:: SUPPLIED MATERIAL ::
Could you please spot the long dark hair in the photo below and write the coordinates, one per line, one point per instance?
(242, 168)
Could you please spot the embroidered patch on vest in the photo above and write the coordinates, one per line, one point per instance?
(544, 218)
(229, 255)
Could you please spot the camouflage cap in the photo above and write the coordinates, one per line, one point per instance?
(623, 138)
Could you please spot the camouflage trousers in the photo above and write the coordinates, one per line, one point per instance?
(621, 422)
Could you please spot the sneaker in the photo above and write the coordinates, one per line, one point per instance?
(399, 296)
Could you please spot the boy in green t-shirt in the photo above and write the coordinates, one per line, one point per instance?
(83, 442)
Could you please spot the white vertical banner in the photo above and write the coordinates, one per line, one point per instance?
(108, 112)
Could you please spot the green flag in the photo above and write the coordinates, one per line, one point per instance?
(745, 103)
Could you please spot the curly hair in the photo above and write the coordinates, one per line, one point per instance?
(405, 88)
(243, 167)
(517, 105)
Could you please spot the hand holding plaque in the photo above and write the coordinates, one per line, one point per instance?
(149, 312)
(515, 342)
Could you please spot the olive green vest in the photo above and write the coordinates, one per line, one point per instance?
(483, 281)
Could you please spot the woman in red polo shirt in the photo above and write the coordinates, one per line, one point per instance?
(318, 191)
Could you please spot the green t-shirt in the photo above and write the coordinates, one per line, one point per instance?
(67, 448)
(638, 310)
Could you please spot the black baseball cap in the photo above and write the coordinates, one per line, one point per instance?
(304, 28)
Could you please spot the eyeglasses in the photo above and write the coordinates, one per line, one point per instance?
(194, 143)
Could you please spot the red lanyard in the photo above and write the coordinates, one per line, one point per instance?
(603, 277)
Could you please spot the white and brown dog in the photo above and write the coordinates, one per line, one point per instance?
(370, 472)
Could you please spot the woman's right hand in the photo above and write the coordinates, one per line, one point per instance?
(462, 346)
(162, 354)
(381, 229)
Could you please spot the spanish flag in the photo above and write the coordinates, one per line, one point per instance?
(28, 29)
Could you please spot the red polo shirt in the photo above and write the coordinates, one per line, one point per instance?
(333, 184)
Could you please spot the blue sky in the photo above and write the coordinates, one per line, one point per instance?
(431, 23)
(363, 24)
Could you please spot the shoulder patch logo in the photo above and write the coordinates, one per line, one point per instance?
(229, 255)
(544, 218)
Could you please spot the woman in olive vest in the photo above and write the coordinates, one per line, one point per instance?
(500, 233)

:: TASK STATEMENT ::
The records must be given again in full, exactly as they were written.

:: RESPONSE AREA ::
Could you please spot the long dark hair in the photo below and write the coordinates, one per line, one point per instance?
(242, 168)
Could you please spot the embroidered patch on vest in the photo above and write the coordinates, one per line, one point per instance?
(544, 218)
(229, 255)
Could you please spot the camouflage cap in the photo above and write the coordinates, one per line, one point per instance?
(623, 138)
Could you please spot the camouflage trousers in the photo above and write the coordinates, one per line, one point per instance?
(621, 422)
Could you please spot the sneaker in the photo above and write the coordinates, one per line, one point per instance?
(399, 296)
Could you please spot the boy in green t-shirt in the photo above and write the coordinates, one per line, one point per instance?
(83, 442)
Could you please spot the white vertical banner in the photo above and write the coordinates, one per line, one point per instance?
(108, 112)
Could you please spot the green flag in the photo above and write the coordinates, one per line, one point per instance?
(745, 103)
Could you please spot the curly hair in the photo above and write the coordinates, one per line, one point per instance?
(405, 88)
(243, 167)
(517, 105)
Could you please spot the hand holding plaque in the photo above and write the coordinates, one per line, one point per instance?
(149, 312)
(515, 342)
Could you please spot the olive green vest in the photo above and write the coordinates, one per line, one point per instance?
(483, 281)
Could you please spot the woman in red polo shirt in the photo above and write the coordinates, one per line, one point per instance?
(318, 191)
Could you please spot the green t-shirt in the photo above and write the coordinates, one per line, one point per instance?
(67, 448)
(638, 310)
Could you please spot the black baseball cap in the photo above and write the coordinates, one per line, one point per instance?
(304, 28)
Could you please spot the eyeglasses in the photo above and write the coordinates, one per line, one point per instance?
(194, 143)
Could you please spot the red lanyard in the photo above and write the coordinates, one per line, one point per instance?
(603, 277)
Could you please spot the white and brown dog in the photo above and write the coordinates, one per line, one point per instance?
(370, 472)
Could you please spot the woman's right hand in the photo above and write the coordinates, one per line, one point per instance?
(462, 346)
(162, 354)
(381, 229)
Could you please spot the spanish flag in the photo above and write the coordinates, one per line, one point per instance?
(28, 29)
Could you please spot the red polo shirt in the photo above and write the coordinates, one per line, one point per instance?
(333, 184)
Could you please spot the blue sky in the photo above and write the coordinates, one per line, one point per instance?
(431, 23)
(363, 24)
Could you please spot the shoulder patch logo in the photo above and write the coordinates, one per line, one point per instance?
(229, 255)
(544, 218)
Could you please spot the woman in olive vest in the photo above and write the coordinates, one per line, one point per instance?
(500, 233)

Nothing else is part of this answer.